EXERCISE PROMPT:
Return the listing below verbatim. Pictures do not belong in the copy.
———
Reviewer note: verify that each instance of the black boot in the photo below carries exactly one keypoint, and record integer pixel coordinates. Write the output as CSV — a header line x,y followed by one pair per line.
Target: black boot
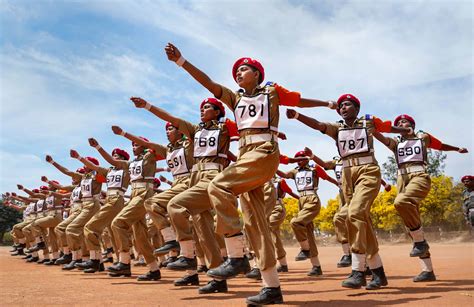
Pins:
x,y
231,268
315,271
355,281
71,265
303,255
254,274
378,279
65,259
187,280
420,249
169,246
119,269
345,261
94,266
282,269
155,275
425,276
214,286
183,264
266,296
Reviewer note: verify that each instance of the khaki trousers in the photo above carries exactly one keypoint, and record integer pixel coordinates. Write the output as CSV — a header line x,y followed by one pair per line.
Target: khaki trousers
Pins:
x,y
94,228
277,217
340,221
156,206
255,166
132,217
412,189
302,223
75,230
360,185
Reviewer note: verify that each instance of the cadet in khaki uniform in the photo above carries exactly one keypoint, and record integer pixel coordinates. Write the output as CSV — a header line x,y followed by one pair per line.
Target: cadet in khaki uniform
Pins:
x,y
413,184
360,183
211,143
91,184
117,184
75,205
132,217
256,110
307,179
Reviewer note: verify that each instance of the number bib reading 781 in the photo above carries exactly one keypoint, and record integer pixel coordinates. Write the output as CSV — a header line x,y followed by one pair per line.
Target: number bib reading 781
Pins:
x,y
177,162
252,112
410,151
206,143
352,141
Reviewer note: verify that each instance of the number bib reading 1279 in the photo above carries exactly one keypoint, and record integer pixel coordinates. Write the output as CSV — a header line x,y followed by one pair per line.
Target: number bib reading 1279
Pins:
x,y
206,143
352,141
252,112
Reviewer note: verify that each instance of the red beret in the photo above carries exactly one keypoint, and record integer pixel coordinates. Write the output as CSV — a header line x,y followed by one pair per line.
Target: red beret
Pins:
x,y
214,102
251,62
93,160
349,97
121,152
404,116
300,153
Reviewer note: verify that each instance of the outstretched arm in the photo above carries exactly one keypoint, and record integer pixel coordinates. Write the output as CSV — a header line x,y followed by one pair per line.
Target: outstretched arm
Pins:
x,y
107,157
174,55
308,121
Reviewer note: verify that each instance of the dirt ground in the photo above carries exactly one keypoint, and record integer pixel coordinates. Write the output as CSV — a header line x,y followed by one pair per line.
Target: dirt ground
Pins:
x,y
32,284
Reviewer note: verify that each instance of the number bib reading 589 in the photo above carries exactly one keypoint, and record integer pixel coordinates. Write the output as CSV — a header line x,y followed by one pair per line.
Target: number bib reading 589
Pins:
x,y
352,141
410,151
206,143
252,112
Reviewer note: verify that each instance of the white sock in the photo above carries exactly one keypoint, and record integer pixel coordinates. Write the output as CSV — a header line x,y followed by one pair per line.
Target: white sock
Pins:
x,y
426,264
418,235
235,246
374,262
270,278
358,262
346,249
153,266
304,245
168,234
188,248
124,257
315,261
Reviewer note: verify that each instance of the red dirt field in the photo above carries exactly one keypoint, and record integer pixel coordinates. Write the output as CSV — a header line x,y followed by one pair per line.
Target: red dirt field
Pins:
x,y
32,284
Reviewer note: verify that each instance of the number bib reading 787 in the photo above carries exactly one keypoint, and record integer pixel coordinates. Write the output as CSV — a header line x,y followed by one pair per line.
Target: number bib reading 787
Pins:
x,y
410,151
252,112
352,141
177,162
206,143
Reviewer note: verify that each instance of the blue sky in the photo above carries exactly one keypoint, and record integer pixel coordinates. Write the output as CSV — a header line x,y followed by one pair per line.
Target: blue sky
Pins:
x,y
68,68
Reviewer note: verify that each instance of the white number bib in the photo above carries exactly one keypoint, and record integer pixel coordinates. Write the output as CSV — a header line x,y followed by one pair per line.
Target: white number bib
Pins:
x,y
206,143
177,162
50,202
410,151
86,187
115,178
304,181
338,173
136,170
352,141
252,112
76,194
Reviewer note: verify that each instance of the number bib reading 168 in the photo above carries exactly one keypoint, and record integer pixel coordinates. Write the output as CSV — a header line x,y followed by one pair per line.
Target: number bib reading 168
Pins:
x,y
352,141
———
RESULT FOR THIS EXERCISE:
Reviewer note: verify that each instance of the black boot in the photo below carries exactly one keypoint, and record integer pixel coordinates. Write the output as CSV — a header line x,y followed by one pair per line.
Target: black boot
Pins:
x,y
231,268
315,271
355,281
71,265
303,255
254,274
378,279
65,259
187,280
420,249
169,246
119,269
345,261
94,266
282,269
155,275
425,276
214,286
183,264
266,296
Reviewer note: verify that each instance of the khaki trousers in the photo above carries exactly one keypoint, and record integer pixel coordinates. Write the output as CSV — a header line x,y followed by one pair per line.
Target: khaki trousers
Pins:
x,y
94,228
277,217
340,221
156,206
255,166
132,217
412,189
302,223
75,230
360,185
Reviewer note: verify that each instance of the cadet in khaki uniform in the photo above carries exactly one keypoint, and record integer pixel coordinates. Write the output as CSV — a header line x,y followed by one pair per line.
Target: cadet in khaki uniform
Pins:
x,y
413,184
360,183
211,143
91,184
117,184
75,205
132,217
256,110
307,179
Reviewer note: verify that each instance of the number bib reading 781 in the photo above carries exactly one keypoint, and record integer pixel coordinates. Write the output as CSV — a header line x,y followed by one pair per line.
Target: number bib reading 781
Pins:
x,y
177,162
252,112
410,151
206,143
352,141
Reviewer note: verify that each instance of the number bib reading 1279 in the photo above carries exactly one keypoint, and record integer pixel coordinates. Write the output as CSV — a header line x,y followed by one pair per line.
Target: number bib reading 1279
Pins:
x,y
206,143
352,141
252,112
Reviewer note: verify that each instance of the red beret in the photo above carries exactly one keypoint, and record integer pixel coordinates. Write the output as CSV — a header line x,y followed by one pair per line.
Target: red beret
Pins:
x,y
214,102
251,62
93,160
349,97
121,152
404,116
300,153
Reviewer note: verify that each instance of the outstretched arm in the photo above carries exactly one keypoint, and record integer pixel coordinates. Write the output as CSV — a header line x,y followed by one pair per line.
Target: outstretched arm
Pins:
x,y
107,157
174,55
308,121
Reviewer note: verify that each instance of the dirt ground in the photo above carries exactly one keypoint, and record integer pixel coordinates. Write the output as CSV — a header line x,y followed by one pair per line.
Target: dirt ground
Pins:
x,y
32,284
Reviewer note: verify that each instance of the number bib reading 589 in the photo above carries exactly one keypoint, and record integer pixel coordinates. Write the output as CSV — a header line x,y followed by one pair per line.
Target: number bib reading 589
Pins:
x,y
352,141
410,151
206,143
252,112
Reviewer note: verify that each instance of the white sock in the photo above carries exactly one keypoint, and record integer pixel coordinates. Write the output as CSV — a header line x,y followed by one pair per line.
Target: white sock
Pins:
x,y
426,264
418,235
235,246
374,262
270,278
358,262
346,249
153,266
304,245
168,234
188,248
124,257
315,261
Reviewer note: verify that each instance of the red dirt field in the photo above carries exactly one keypoint, and record integer pixel coordinates. Write the output as CSV — a header line x,y followed by one pair per line.
Target: red dirt field
Pins:
x,y
32,284
Reviewer note: verify that each instance of the number bib reading 787 in the photo above carries exactly one keypoint, and record integer pixel coordinates. Write the output as CSV — a header line x,y followed by one pair per line.
Target: number bib reading 787
Pins:
x,y
410,151
252,112
352,141
177,162
206,143
Reviewer note: verify that each instance of the blue sky in the photo above carries exactly one keypoint, and record integer pixel coordinates. Write the output as CSV — a header line x,y followed by one pair per line.
Target: blue sky
Pins:
x,y
68,68
Reviewer note: verify that each instance of the white number bib in the photo above carries exactly one keypoint, and record integer pixel coordinates. Write the output as CSV — a header line x,y followed by one pair per line.
Target: white number bib
Pins:
x,y
206,143
177,162
50,202
410,151
86,187
115,178
304,181
338,173
136,170
352,141
252,112
76,194
Reviewer note: verify that each instance of the number bib reading 168 in the photo above carries exactly one keypoint, and record integer pixel coordinates. Write the output as CSV — a header line x,y followed by one pair per line.
Target: number bib reading 168
Pins:
x,y
352,141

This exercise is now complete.